*Extract*.
The Buffalo Bills continue to rumble through free agency picking up pieces to build the roster and take that next step. These moves also allow the Bills to narrow down their needs in the draft and find cornerstones for the next four to five years.
One deal that is not cheap but could work out nicely for the Bills is the recent signing of Mitch Morse. The steady center has been an anchor on the Kansas City Chiefs offensive line the past four seasons, helping protect Alex Smith and later their prized quarterback, Patrick Mahomes, and priming the motor that was the very efficient and high-powered Chiefs offense. However, despite all that Morse had done for Kansas City, they still let him walk due to injury concerns, most notably concussions.
Mitch Morse was drafted by the Kansas City Chiefs out of Missouri in the second round in 2015. He was immediately inserted into the lineup and proved to play well, making the PFWA All-Rookie Team. Overall, Morse has had several concussions and a foot injury over his four-year career, which causes concern going into this contract.

*Data section*.
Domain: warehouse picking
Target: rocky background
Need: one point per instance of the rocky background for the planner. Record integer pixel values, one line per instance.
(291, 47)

*Problems and tasks*.
(1) Name every person mentioned in the article about the Bills signing Mitch Morse.
(2) Answer these questions from the article about the Bills signing Mitch Morse, one answer per line:
(a) Why did Kansas City let Morse go?
(b) In which round and year did the Chiefs draft him?
(c) What team did he make as a rookie?

*Answers by item*.
(1) Mitch Morse, Alex Smith, Patrick Mahomes

(2)
(a) Injury concerns, most notably concussions
(b) The second round in 2015
(c) The PFWA All-Rookie Team